## Aufgabe 1
Gib aus den Zeilen der Datenauszüge den Abschnitt als JSON-Liste von Zeichenketten aus, eine pro Zeile und ohne Leerzeilen. Er beginnt mit der Zeile, die „target | table lamp“ enthält, und reicht bis zum Ende der Datenauszüge.

Überraschungen am Ende der Parabel-Retusche

  • Hallo Leute,


    hier mein erstes posting in einem Forum überhaupt und gleich einen Blick zurück in meine bisher allerdings recht kurzen Spiegelschleifabenteuer:


    vor 45 Jahren stand ich mit weichen Knien und meinem noch unverspiegelten 150mm F/8 Erstlingswerk in Weil der Stadt vor Dieter Lichtenknecker, der mir schnell Auskunft über den Grund meiner Unzufriedenheit bei Mond- und Sternbeobachtungen mit der gerade entstandene „Optik“ gab: Rand nicht auspoliert, dafür aber abgesunken und Parabel auf dem besten Weg zu einer beeindruckenden Hyperbel. Mit Oma`s 120 DM-Spende (sehr viel Geld für diese Zeit) war der Spiegel schnell korrigiert und am Himmel eine Offenbarung.


    In den 80er Jahren habe ich eine Hebel-Optikschleifmaschine gebaut. Bei ersten Polierversuchen wurden trotz unregelmäßiger Verstellung der stufenlosen Getriebe von Hauptspindel, Exzenter und Überhang immer symmetrisch angeordnete Zonenfehler erhalten. Heute möchte ich das Gerät nur noch für Grobschliff und einen Teil des Feinschliffs verwenden.


    Vor kurzem mit einer Anzahl Duran-50 Guss-Rohlingen und einem massiven Kreuztisch für eine Foucault-Prüfanlage aus der Sammlung einer Spiegelschleifgruppe eines Gymnasiums beschenkt, dachte ich nach meinem Ruhestand in ca. 3-4 Jahren, wieder in die Schleif- und Polierszene einzutreten...dachte ich...


    Heute stecke ich am Ende der Parabelretusche bis zum Hals in Problemen (die vielleicht auch gar keine sind) und zu deren Details ich Fragen habe und euch um Hilfe bitte:


    Daten zum Glas: Duran-50 Scheibe, Durchmesser 203mm, Dicke 33mm, Krümmungsradius 2042mm, also ca. F/5


    Mit slitless Foucault und 6-Zonen Couder-Maske habe ich (leider) während der ganzen Parabolisierung den Spiegel immer in einer bestimmten Position gemessen (kleiner Randausbruch immer in 6 Uhr Position). Diagramm 0°/360° von Figure-XP zeigt den Spiegel in „6-Uhr-Position“ gemessen nach mehreren Tagen waagrechter Lagerung im gleichmäßig temperierten Keller. Nebenbei, für mich beeindruckend ist die fast unglaubliche Reproduzierbarkeit innerhalb einer Messreihe, die im Hundertstel-mm-Bereich nur um zwei, drei Stellen beim "Eingrauen" der Maskenfenster variieren, d.h., die unten gezeigten Diagramme sind über mehrere Tage hinweg fast perfekt reproduzierbar.

## Datenauszüge
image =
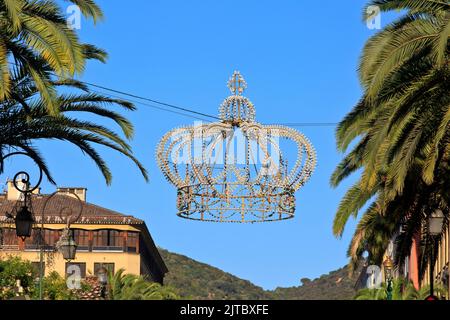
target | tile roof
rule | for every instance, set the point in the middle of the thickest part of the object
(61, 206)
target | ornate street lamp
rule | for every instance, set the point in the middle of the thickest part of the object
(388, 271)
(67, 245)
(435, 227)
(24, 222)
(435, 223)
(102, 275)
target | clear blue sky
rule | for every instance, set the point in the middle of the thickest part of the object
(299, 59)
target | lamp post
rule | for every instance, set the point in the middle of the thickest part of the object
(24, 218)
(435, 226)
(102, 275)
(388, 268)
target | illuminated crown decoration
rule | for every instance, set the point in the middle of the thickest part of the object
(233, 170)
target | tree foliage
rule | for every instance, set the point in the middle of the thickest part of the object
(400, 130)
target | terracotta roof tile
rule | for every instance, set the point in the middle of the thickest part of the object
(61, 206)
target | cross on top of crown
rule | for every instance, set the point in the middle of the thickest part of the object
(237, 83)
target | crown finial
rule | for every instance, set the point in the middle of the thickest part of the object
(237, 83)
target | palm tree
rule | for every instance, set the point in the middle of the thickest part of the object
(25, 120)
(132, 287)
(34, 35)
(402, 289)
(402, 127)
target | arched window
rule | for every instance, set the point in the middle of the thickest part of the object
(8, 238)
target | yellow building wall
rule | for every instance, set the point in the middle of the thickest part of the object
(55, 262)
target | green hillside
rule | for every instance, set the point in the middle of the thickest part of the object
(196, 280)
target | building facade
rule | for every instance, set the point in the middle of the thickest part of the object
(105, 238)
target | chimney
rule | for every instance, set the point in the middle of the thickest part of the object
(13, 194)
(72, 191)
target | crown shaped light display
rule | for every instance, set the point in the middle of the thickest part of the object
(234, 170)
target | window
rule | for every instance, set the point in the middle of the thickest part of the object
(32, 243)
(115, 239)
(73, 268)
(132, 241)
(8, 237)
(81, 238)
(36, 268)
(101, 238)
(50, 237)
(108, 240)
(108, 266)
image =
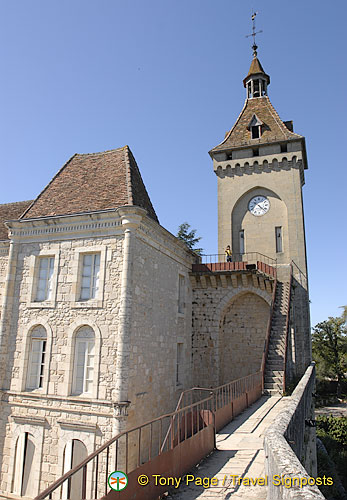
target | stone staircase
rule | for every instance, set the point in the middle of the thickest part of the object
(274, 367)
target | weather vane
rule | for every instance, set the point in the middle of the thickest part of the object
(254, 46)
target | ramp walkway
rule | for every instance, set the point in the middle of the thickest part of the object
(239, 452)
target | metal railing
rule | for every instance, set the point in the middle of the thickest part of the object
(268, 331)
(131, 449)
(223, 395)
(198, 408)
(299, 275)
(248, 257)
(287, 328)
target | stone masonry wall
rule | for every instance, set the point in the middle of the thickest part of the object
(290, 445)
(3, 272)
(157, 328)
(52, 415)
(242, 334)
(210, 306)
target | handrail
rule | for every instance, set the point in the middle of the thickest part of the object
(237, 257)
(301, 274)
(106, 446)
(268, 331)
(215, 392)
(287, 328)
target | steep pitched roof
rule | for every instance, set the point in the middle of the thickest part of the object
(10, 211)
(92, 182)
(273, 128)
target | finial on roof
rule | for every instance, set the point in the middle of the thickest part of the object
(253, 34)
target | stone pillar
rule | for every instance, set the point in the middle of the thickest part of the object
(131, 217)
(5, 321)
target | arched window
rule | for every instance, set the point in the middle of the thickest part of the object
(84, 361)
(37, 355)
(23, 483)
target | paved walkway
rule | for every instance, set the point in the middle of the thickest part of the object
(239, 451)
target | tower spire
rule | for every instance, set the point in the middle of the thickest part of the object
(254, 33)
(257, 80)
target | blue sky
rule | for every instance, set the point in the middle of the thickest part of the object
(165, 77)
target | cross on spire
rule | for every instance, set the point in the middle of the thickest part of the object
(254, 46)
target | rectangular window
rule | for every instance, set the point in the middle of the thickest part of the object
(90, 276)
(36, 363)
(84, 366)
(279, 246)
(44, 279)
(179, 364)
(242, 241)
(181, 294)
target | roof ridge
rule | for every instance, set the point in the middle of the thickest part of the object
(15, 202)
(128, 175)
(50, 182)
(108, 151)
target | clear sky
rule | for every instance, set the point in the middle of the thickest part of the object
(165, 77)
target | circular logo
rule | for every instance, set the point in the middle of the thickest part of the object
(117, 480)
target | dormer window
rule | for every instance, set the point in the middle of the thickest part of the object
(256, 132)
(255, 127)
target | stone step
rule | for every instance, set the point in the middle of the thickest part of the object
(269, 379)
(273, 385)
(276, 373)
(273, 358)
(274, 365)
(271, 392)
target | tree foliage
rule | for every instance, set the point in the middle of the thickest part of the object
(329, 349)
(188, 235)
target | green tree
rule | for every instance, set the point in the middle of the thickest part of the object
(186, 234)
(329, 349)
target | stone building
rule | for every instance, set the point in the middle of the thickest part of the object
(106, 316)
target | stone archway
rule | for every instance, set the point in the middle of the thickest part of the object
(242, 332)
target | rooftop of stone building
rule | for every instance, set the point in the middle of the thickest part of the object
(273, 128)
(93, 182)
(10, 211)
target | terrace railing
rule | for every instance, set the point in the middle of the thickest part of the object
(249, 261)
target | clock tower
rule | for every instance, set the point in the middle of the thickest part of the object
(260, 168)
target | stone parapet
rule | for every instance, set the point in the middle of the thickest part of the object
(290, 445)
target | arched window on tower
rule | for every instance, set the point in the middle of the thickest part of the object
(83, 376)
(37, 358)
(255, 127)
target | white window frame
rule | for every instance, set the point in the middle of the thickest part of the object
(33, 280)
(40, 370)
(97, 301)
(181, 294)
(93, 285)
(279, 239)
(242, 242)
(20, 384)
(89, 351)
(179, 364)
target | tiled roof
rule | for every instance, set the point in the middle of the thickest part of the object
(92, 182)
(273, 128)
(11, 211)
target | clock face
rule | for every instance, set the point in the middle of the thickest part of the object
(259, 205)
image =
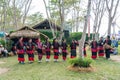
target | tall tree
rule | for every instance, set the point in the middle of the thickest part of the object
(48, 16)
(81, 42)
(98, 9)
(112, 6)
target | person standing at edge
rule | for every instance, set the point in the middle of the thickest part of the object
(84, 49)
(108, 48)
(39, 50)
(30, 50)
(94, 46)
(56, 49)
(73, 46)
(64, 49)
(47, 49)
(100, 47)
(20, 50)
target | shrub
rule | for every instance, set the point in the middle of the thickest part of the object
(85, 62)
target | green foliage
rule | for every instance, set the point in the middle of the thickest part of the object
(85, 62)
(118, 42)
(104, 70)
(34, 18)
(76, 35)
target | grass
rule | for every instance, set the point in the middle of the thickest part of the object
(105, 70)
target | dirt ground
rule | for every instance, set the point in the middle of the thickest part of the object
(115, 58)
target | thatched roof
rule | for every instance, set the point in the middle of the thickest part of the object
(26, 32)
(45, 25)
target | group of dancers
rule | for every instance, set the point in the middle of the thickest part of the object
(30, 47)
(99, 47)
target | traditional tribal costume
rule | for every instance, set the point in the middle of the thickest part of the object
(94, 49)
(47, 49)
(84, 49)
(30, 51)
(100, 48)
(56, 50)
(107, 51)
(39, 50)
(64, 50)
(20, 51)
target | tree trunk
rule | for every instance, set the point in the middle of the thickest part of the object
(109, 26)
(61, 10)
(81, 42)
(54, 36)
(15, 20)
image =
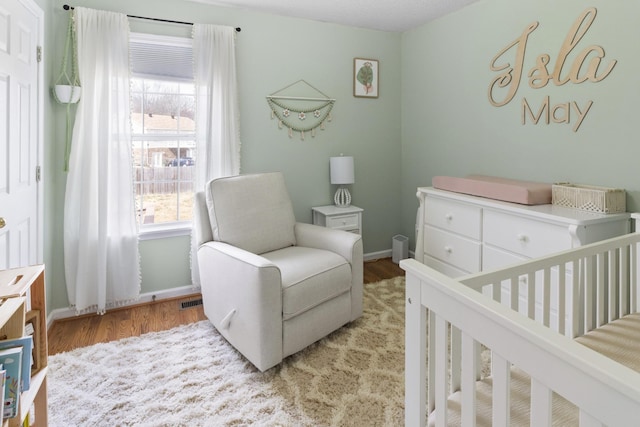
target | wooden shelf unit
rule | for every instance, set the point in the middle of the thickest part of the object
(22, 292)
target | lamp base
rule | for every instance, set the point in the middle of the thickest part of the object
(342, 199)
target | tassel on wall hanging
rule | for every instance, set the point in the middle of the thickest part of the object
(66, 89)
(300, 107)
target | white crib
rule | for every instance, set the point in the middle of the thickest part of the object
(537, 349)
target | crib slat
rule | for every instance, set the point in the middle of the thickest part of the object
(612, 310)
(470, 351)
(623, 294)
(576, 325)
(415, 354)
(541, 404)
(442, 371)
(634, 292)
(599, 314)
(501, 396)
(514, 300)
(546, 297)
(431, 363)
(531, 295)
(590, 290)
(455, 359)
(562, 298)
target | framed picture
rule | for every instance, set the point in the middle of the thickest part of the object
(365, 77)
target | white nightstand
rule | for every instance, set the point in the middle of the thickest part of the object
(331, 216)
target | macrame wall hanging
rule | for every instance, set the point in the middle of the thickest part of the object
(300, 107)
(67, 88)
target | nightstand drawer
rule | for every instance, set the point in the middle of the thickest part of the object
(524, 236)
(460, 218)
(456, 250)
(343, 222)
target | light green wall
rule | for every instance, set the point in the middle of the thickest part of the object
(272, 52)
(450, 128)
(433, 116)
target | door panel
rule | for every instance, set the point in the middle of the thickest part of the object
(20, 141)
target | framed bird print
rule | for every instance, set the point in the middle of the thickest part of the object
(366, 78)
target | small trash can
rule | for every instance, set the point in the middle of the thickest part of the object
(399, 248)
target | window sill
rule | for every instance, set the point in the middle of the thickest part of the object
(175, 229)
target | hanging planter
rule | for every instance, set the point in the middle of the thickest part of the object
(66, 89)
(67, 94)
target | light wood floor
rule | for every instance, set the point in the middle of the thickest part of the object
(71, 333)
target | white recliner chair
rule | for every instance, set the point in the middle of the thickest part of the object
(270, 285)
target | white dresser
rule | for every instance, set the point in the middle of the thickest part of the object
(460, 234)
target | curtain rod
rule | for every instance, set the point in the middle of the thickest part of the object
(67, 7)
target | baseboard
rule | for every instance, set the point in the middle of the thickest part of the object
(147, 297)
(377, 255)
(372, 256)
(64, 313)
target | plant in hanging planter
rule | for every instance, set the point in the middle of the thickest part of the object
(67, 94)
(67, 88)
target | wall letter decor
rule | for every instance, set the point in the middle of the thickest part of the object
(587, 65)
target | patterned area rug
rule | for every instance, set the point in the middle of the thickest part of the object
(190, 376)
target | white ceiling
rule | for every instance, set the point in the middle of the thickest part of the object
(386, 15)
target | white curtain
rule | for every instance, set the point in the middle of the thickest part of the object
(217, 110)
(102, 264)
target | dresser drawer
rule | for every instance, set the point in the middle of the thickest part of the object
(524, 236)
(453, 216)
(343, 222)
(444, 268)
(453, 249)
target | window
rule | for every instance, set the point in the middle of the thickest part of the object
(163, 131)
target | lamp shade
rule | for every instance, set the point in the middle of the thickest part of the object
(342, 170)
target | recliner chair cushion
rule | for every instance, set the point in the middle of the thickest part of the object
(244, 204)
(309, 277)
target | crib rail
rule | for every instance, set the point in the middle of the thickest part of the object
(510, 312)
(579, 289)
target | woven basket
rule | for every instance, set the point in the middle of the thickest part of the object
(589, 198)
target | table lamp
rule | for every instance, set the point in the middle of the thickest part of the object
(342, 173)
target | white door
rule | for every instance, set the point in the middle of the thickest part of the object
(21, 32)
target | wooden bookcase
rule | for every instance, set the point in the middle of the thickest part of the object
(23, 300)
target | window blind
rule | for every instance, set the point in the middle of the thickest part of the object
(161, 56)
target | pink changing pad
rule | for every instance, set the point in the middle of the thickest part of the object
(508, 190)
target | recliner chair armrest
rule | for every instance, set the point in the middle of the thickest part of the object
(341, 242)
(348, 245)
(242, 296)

## Aufgabe 2
Nenne alle Teile der Hebel-Optikschleifmaschine, deren stufenlose Getriebe laut Dokument bei den ersten Polierversuchen verstellt wurden.

## Antwort 1
[
  "target | table lamp",
  "rule | for every instance, set the point in the middle of the thickest part of the object",
  "(342, 173)",
  "target | white door",
  "rule | for every instance, set the point in the middle of the thickest part of the object",
  "(21, 32)",
  "target | wooden bookcase",
  "rule | for every instance, set the point in the middle of the thickest part of the object",
  "(23, 300)",
  "target | window blind",
  "rule | for every instance, set the point in the middle of the thickest part of the object",
  "(161, 56)",
  "target | pink changing pad",
  "rule | for every instance, set the point in the middle of the thickest part of the object",
  "(508, 190)",
  "target | recliner chair armrest",
  "rule | for every instance, set the point in the middle of the thickest part of the object",
  "(341, 242)",
  "(348, 245)",
  "(242, 296)"
]

## Antwort 2
Hauptspindel, Exzenter, Überhang